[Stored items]
--
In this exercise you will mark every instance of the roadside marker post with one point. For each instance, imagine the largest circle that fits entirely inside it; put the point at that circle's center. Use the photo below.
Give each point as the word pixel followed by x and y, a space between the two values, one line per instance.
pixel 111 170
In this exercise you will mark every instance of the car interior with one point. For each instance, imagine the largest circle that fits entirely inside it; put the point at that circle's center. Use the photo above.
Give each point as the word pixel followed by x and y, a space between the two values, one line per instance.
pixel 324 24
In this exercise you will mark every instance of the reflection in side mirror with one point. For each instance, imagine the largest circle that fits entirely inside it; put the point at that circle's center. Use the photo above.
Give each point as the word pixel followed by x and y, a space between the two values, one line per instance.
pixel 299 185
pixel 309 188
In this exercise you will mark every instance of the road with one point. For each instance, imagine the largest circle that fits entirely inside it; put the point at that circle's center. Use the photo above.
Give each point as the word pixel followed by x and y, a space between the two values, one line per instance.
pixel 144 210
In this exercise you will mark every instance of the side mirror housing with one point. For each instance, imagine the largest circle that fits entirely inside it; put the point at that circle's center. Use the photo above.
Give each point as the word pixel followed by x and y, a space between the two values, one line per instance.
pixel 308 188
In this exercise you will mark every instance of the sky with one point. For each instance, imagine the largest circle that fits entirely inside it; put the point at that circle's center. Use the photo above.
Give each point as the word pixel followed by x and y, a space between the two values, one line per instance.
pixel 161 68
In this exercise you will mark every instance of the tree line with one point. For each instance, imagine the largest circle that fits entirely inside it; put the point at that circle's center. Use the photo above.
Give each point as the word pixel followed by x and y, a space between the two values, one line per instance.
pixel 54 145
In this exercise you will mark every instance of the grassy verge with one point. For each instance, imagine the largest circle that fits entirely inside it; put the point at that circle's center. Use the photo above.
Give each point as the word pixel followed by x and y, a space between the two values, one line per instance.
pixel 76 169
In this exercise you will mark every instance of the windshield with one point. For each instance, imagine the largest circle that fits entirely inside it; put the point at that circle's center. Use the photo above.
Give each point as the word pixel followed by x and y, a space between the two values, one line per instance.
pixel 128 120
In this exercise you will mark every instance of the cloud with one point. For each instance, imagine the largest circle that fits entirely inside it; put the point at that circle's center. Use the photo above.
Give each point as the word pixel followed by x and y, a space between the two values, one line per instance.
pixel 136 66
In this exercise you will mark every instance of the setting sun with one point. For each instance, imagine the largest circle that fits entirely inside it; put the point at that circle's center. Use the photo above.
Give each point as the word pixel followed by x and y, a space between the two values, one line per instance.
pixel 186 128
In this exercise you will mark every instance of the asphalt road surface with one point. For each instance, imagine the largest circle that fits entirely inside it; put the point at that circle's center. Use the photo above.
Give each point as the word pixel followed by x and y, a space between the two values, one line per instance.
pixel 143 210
--
To do:
What lines in the data above carry "mirror"? Return them all.

Written answer:
In this exercise you will mark every instance of the reflection in side mirror with one point. For each instance, imagine the largest circle that fits entirely inside it; put the point at that circle's center. Use the photo above.
In this exercise you will mark every instance of the side mirror housing with one point. For each instance, imagine the largest circle that fits entirely inside it; put the point at that circle's center. Use the photo above.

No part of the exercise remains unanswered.